[BEGIN Provided entries]

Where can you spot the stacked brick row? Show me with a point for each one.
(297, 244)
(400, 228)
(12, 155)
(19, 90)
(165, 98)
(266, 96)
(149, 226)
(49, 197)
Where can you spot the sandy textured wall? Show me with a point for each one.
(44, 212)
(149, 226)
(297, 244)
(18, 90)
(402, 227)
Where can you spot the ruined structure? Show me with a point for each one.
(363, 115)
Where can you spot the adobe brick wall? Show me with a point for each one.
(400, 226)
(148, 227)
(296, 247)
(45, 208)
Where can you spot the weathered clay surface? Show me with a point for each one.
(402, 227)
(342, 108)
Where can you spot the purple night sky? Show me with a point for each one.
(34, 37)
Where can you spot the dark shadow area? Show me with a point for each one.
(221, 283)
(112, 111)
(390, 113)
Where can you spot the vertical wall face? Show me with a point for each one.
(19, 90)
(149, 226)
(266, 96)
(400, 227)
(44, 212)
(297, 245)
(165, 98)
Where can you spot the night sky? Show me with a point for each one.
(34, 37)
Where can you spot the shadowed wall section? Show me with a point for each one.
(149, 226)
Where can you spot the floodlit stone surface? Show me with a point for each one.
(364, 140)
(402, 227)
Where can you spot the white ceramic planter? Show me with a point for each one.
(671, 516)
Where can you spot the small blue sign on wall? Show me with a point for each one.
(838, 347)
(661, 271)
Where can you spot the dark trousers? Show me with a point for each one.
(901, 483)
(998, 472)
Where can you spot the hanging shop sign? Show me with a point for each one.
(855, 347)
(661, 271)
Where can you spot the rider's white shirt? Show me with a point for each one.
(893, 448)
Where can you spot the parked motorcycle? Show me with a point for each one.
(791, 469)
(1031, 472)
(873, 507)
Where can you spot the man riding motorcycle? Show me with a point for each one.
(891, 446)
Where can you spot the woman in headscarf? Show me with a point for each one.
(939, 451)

[END Provided entries]

**Problem description**
Add 144 to every coordinate in the answer points, and write out again each line of the records, starting at the line containing "Where can you spot the hanging" and ending with the last line of the records. Keep every other line unchanged.

**Expected output**
Where can you spot the hanging shop sign? Show me with a point for each one.
(999, 491)
(805, 415)
Where can you spot the rider's white shirt? Show me with a point for each one.
(1037, 592)
Where can you spot the parked motorcycle? Show me with a point for each one.
(935, 613)
(1175, 616)
(1017, 651)
Where can you spot the man riding motorcycle? Show me with a point for each one.
(1035, 590)
Where can you spot the woman in headscarf? Show me with a point for each one.
(1083, 595)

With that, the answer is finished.